# EXTRAIT CHOISI

──────────────────────────────

Tout le monde en voiture ! C’est à bord d’un petit train citoyen que les habitants et politiciens de vingt-six communes de Wallonie et de Bruxelles sont partis à la découverte des initiatives de développement durable, social et solidaire dans leur commune. Cette expérience était organisée dans le cadre de la campagne « Ça passe par ma commune », au sein de laquelle Oxfam-Magasins du monde souhaitait encourager les pouvoirs locaux à s’engager pour le commerce équitable. Des équipes bénévoles se sont ainsi mobilisées pour participer aux interpellations réalisées lors du passage du petit train. Cette analyse a pour objectif de revenir sur la mobilisation des bénévoles d’Oxfam-Magasins du monde dans le cadre de « Ça passe par ma commune », en passant en revue la place de l’interpellation politique chez les bénévoles d’Oxfam-Magasins du monde.
La campagne
Initiée lors des élections communales de 2006, « Ça passe par ma commune » est une campagne qui soutient l’effort de plateformes associatives locales à dialoguer et agir avec le pouvoir politique communal sur le développement durable, social et solidaire. Au cours des six années de la mandature, les partenaires rassemblés pour la campagne apportent des outils méthodologiques, un appui technique et des informations aux groupes locaux. Les stratégies et réalisations des communes sont par ailleurs mesurées et compilées sur un site web dans un esprit collaboratif et afin que s’échangent les bonnes pratiques. La campagne s’articule autour de onze thématiques qui vont du logement aux droits humains, en passant par la mobilité douce et le commerce équitable.
Oxfam-Magasins du monde fait partie de la plateforme et y défend la campagne « Communes du commerce équitable », qui demande aux communes de remplir une série de six critères structuraux en faveur du commerce équitable, à l’aide d’une collaboration locale entre élus et citoyens. Les élections communales de 2012 furent un moment clé de la campagne car elles donnèrent l’opportunité aux groupes locaux d’interpeller directement les candidats dans le cadre de la dynamique « Ça passe par ma commune ». L’outil d’interpellation principal était un petit train citoyen, ce convoi qui emmena citoyens et candidats à différentes haltes thématiques pour discuter de problématiques concrètes de durabilité et de solidarité dans la commune. Le petit train citoyen est passé par vingt-six communes de Wallonie et Bruxelles. Dans dix-huit d’entre elles, les équipes des magasins du monde-Oxfam portèrent la campagne « Communes du commerce équitable » lors de l’arrêt dédié à la solidarité internationale.
La mobilisation requise lors d’un tel événement est multiforme. Dans les dix-huit communes concernées, des membres de l’équipe bénévole ont participé à l’organisation de l’arrêt « Solidarité internationale ». Le groupe avait la mission de préparer un quizz sur les questions de solidarité internationale au niveau communal (distribué aux passagers du petit train citoyen en début de parcours), d’organiser la logistique propre à l’arrêt et de préparer le moment d’interpellation en tant que tel. Souvent, les équipes Oxfam prenaient également en main l’organisation d’un moment convivial au départ ou à l’arrivée du petit train. Celui-ci se tenait souvent dans un lieu de passage et c’était donc également l’occasion pour les bénévoles de rencontrer de manière informelle les candidats aux élections, ainsi que des habitants peu ou pas sensibilisés aux enjeux du commerce équitable.

──────────────────────────────

# CONSIGNES
(a) Transcrivez le passage de l'extrait sur le petit train citoyen qui commence par les mots « Tout le monde » et se termine par « d’Oxfam-Magasins du monde. ».
(b) Énumérez les thématiques de la campagne que l'extrait sur le petit train citoyen cite en exemple.
(c) Reprenez la rédaction de l'extrait sur le petit train citoyen à la suite de sa dernière phrase.

Données recueillies:
──────────────────────────────

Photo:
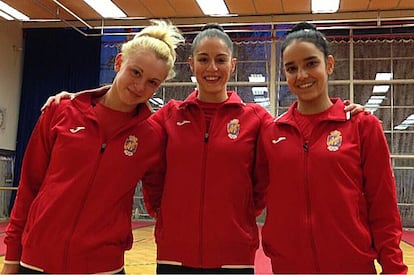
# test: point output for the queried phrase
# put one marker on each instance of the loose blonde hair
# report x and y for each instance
(162, 38)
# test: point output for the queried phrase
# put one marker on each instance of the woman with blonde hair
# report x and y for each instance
(72, 212)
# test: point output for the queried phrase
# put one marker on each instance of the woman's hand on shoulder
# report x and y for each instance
(57, 98)
(354, 108)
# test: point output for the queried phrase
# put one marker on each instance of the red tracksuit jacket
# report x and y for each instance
(331, 204)
(72, 212)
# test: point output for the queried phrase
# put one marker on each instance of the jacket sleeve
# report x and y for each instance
(261, 173)
(34, 167)
(153, 180)
(380, 191)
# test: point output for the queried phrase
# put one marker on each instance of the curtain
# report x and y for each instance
(54, 60)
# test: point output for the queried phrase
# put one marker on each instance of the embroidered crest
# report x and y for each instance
(233, 128)
(130, 145)
(334, 141)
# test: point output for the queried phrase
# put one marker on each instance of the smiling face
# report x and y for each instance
(137, 79)
(307, 70)
(212, 63)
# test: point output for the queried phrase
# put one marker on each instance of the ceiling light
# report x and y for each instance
(213, 7)
(409, 121)
(106, 8)
(256, 78)
(383, 76)
(6, 16)
(12, 12)
(380, 89)
(324, 6)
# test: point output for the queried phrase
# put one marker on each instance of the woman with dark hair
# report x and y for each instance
(337, 212)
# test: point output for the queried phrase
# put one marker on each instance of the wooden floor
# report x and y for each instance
(141, 258)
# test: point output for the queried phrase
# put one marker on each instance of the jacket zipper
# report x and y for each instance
(309, 207)
(67, 246)
(203, 184)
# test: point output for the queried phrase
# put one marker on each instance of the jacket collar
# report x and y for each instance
(233, 99)
(336, 112)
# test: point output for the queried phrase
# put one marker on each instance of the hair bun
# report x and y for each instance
(303, 26)
(212, 26)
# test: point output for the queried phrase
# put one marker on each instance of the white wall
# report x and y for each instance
(11, 62)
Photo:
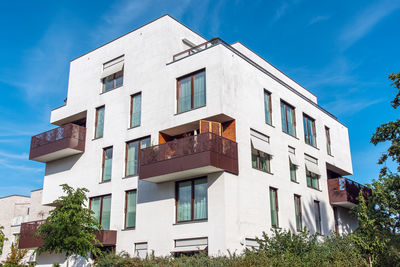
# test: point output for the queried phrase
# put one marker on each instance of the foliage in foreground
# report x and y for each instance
(283, 248)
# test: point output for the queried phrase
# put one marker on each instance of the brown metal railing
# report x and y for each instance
(69, 130)
(188, 146)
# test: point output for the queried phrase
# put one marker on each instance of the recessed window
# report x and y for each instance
(298, 213)
(267, 107)
(99, 126)
(191, 201)
(191, 91)
(328, 141)
(130, 209)
(101, 206)
(107, 164)
(310, 135)
(132, 155)
(136, 109)
(288, 119)
(273, 200)
(317, 213)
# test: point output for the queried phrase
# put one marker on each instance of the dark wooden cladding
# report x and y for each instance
(70, 136)
(342, 190)
(206, 149)
(28, 240)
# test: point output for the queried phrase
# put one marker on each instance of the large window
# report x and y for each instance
(298, 213)
(136, 109)
(107, 164)
(192, 91)
(328, 141)
(99, 127)
(267, 107)
(191, 200)
(132, 155)
(310, 135)
(130, 209)
(317, 212)
(273, 201)
(101, 206)
(288, 119)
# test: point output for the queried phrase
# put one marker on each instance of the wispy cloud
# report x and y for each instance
(365, 21)
(317, 19)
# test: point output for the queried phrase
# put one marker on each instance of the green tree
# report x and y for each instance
(70, 227)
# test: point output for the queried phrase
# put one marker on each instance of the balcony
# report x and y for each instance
(61, 142)
(188, 157)
(344, 192)
(28, 240)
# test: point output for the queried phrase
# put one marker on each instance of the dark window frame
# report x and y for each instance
(178, 87)
(192, 199)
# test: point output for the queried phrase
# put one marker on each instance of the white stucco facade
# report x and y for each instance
(238, 205)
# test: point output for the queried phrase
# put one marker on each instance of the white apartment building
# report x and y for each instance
(188, 144)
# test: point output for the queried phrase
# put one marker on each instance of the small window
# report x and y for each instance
(136, 109)
(130, 209)
(191, 91)
(101, 206)
(298, 213)
(310, 135)
(107, 164)
(317, 212)
(267, 107)
(132, 155)
(288, 119)
(273, 198)
(191, 200)
(328, 141)
(99, 127)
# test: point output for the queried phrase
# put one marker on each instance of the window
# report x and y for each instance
(191, 91)
(288, 119)
(107, 164)
(328, 141)
(310, 135)
(191, 200)
(260, 151)
(136, 109)
(267, 107)
(130, 209)
(101, 206)
(298, 213)
(317, 217)
(113, 74)
(99, 127)
(273, 199)
(132, 155)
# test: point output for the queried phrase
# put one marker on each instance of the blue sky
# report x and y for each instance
(342, 51)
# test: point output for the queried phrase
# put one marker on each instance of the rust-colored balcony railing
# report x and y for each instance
(28, 239)
(60, 142)
(205, 153)
(344, 192)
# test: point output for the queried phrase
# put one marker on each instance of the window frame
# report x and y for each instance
(126, 208)
(101, 205)
(96, 122)
(192, 201)
(103, 163)
(131, 110)
(266, 92)
(313, 131)
(178, 87)
(293, 111)
(276, 206)
(139, 140)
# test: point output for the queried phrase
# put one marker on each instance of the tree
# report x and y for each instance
(390, 131)
(70, 227)
(2, 239)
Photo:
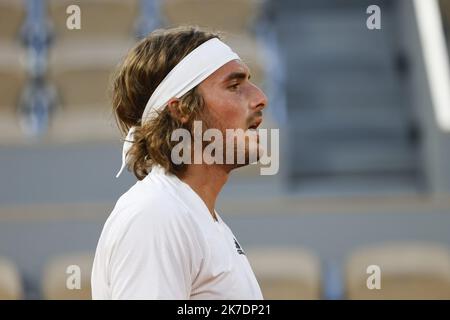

──────────────────────────────

# RÉPONSES
(a)
Tout le monde en voiture ! C’est à bord d’un petit train citoyen que les habitants et politiciens de vingt-six communes de Wallonie et de Bruxelles sont partis à la découverte des initiatives de développement durable, social et solidaire dans leur commune. Cette expérience était organisée dans le cadre de la campagne « Ça passe par ma commune », au sein de laquelle Oxfam-Magasins du monde souhaitait encourager les pouvoirs locaux à s’engager pour le commerce équitable. Des équipes bénévoles se sont ainsi mobilisées pour participer aux interpellations réalisées lors du passage du petit train. Cette analyse a pour objectif de revenir sur la mobilisation des bénévoles d’Oxfam-Magasins du monde dans le cadre de « Ça passe par ma commune », en passant en revue la place de l’interpellation politique chez les bénévoles d’Oxfam-Magasins du monde.

(b) le logement, les droits humains, la mobilité douce, le commerce équitable

(c)
Oxfam-Magasins du monde proposait également une carte d’interpellation à faire signer par les citoyens afin de faire pression sur les candidats pour qu’ils s’engagent dans la campagne « Communes du commerce équitable ». Cet outil était utilisé par les équipes bénévoles lors du passage du petit train citoyen, ainsi que lors d’autres événements qu’elles organisaient (débats, stands extérieurs, etc.). Au lendemain des élections, la dernière étape de la campagne consistait en l’envoi d’un courrier aux nouveaux conseils communaux afin de leur rappeler l’état d’avancement de leur commune dans la campagne « Communes du commerce équitable » et leur remettre les cartes signées dans leur commune. Cette lettre est un moyen d’interpellation en tant que tel car elle peut soutenir une interpellation future des nouvelles majorités.
La commune
En tant qu’organe de pouvoir le plus proche des citoyens, la commune[highslide](1;1;;;)
Plus de détails sur le rôle que la commune peut jouer en faveur de la solidarité internationale dans Zollman C. (2012), Citoyenneté et solidarité internationale. Créer des espaces communs, 11 février 2013
.[/highslide] a un rôle indéniable dans l’adoption de mesures promouvant le développement durable, social et solidaire. Son rôle d’influence est important, auprès tant des citoyens que des entreprises et associations. Via ses nombreux partenaires (écoles, CPAS, etc.), elle a la possibilité d’impulser des dynamiques qui auront un impact direct sur la vie quotidienne des habitants.
Le titre de « Commune du commerce équitable » est avant tout un titre honorifique qui célèbre le travail conjoint des citoyens et de la commune pour encourager et soutenir l’alternative économique du commerce équitable. Du point de vue de la commune, l’obtention du titre requiert un travail certain mais elle bénéficie du soutien de structures associatives solides (Oxfam-Magasins du monde, Max Havelaar et Miel Maya) qui facilitent la mise en place de dynamiques citoyennes locales pour la solidarité internationale. Pour les bénévoles d’Oxfam-Magasins du monde, l’inscription dans la campagne est l’occasion d’asseoir la présence de l’équipe en tant qu’acteur de la solidarité internationale au sein du maillage communal. Le processus leur permet ainsi de toucher, directement ou indirectement, des citoyens peu ou pas sensibilisés au commerce équitable.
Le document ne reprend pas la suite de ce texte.